_Bacaan_
────────

Nalar Apokaliptik di Balik Aksi Bom Bunuh Diri
M. Iqbal Ahnaf – 16 Mei 2018
Rentetan serangan teror dan aksi bom bunuh diri di Depok dan Surabaya yang terjadi sepekan terakhir ini telah membalik dugaan sebagian pengamat yang menyatakan bahwa teroris di Indonesia tinggal menyisakan anak-anak muda kurang terlatih yang hanya bisa membuat serangan dalam skala kecil.
Serangan di Rutan Cabang Salemba Mako Brimob, Depok, pada 9 Mei itu bermula dari aksi merebut senjata aparat untuk mereka gunakan dalam membunuh lima personel kepolisian. Serangan itu seakan membunyikan terompet perang kepada para anggota kelompok jaringan Negara Islam Irak dan Syam (ISIS) di Indonesia, Jamaah Anshorud Daulah (JAD), yang berada di luar penjara untuk meneruskan agresi seraya memberi “pelajaran” bahwa bahkan di dalam rumah tahanan pun mereka bisa menghantam musuh dengan keras. Beberapa hari setelahnya, pada 13 Mei, tiga gereja di Surabaya menjadi target aksi yang belum ada presedennya dalam sejarah Indonesia: bom bunuh diri oleh enam orang sekeluarga, yang terdiri dari ayah (usia 46), ibu (42), dua anak laki-laki (18 & 16), dan dua anak perempuan (12 & 9).
Ada banyak pertanyaan tentang aksi terorisme ini, mulai dari kenapa para teroris mengamuk setelah sekian lama “diam” hingga perdebatan soal kemampuan deteksi aparat keamanan dan intelijen. Yang paling membuat publik tercengang adalah kenyataan bahwa aksi bom bunuh diri di Surabaya dilakukan oleh sekeluarga. Bagaimana bisa orang tua tega melilitkan sabuk bom di tubuh anak-anak mereka yang masih belia untuk bersama-sama bunuh diri? Nalar kekerasan apa yang ada di kepala para “penjemput kematian” ini?
Logika Kekerasan Apokaliptik
Pengikutsertaan anak-anak dalam aksi bom bunuh diri ini menunjukkan level baru kekejian para teroris. Namun aksi keji demikian bukanlah hal baru bagi mereka yang mempunyai nalar apokaliptik, bahkan bisa jadi lebih keji.

────────

_Cuplikan Materi_
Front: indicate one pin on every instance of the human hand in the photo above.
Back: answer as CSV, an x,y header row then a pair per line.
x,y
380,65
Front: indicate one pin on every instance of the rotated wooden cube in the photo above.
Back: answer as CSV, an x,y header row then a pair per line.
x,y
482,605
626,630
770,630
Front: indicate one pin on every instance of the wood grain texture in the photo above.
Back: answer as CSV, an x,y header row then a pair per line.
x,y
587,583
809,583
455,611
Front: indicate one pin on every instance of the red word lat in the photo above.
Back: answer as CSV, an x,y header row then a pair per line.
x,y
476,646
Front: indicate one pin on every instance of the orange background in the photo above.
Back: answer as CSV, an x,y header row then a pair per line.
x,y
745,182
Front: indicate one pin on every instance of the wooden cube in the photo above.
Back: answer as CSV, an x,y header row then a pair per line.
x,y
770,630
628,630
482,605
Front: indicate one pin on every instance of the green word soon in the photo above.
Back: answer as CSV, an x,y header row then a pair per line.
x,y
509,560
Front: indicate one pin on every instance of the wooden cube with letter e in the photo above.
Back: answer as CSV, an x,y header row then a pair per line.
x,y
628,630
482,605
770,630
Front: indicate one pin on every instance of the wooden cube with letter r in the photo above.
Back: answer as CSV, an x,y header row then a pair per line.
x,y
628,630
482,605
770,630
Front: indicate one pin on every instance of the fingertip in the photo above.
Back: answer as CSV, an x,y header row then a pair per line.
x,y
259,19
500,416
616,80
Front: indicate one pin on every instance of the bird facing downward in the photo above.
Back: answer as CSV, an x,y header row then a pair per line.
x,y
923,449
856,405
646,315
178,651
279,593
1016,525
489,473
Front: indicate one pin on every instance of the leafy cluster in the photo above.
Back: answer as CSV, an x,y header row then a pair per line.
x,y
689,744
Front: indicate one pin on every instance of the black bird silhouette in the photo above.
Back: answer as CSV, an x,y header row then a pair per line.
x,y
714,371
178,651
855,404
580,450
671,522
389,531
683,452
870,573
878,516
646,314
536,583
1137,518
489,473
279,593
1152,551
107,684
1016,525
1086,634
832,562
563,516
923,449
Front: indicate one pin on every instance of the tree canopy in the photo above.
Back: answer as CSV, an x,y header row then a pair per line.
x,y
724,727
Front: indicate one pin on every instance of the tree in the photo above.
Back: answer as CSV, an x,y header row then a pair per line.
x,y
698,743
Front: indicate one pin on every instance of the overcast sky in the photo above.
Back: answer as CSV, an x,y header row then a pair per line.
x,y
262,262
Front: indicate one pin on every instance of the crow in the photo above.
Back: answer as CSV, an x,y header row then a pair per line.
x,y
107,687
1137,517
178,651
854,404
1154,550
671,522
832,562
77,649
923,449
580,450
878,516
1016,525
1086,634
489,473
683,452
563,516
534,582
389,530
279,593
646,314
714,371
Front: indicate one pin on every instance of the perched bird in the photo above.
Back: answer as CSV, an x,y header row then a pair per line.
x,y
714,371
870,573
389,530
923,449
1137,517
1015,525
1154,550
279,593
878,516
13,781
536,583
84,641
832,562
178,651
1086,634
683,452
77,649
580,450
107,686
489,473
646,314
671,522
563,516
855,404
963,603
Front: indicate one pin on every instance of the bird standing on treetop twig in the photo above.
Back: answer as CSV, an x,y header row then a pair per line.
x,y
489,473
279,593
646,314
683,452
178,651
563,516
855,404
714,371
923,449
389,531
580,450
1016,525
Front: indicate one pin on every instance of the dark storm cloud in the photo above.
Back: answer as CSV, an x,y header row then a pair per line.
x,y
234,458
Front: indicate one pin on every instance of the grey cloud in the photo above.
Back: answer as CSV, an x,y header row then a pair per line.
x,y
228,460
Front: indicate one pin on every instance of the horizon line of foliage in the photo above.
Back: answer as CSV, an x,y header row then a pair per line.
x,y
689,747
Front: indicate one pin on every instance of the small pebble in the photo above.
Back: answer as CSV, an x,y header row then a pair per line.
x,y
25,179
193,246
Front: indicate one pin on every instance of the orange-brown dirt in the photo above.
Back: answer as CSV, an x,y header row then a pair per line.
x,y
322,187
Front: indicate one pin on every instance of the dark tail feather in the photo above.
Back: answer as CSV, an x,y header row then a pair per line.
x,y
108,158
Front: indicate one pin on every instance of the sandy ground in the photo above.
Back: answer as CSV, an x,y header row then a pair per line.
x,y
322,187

────────

_Tugas Anda_
Kutiplah persis bagian tulisan tentang nalar apokaliptik di balik bom bunuh diri, dari "Nalar Apokaliptik di" sampai "dalam skala kecil.".

_Jawaban Tugas_
Nalar Apokaliptik di Balik Aksi Bom Bunuh Diri
M. Iqbal Ahnaf – 16 Mei 2018
Rentetan serangan teror dan aksi bom bunuh diri di Depok dan Surabaya yang terjadi sepekan terakhir ini telah membalik dugaan sebagian pengamat yang menyatakan bahwa teroris di Indonesia tinggal menyisakan anak-anak muda kurang terlatih yang hanya bisa membuat serangan dalam skala kecil.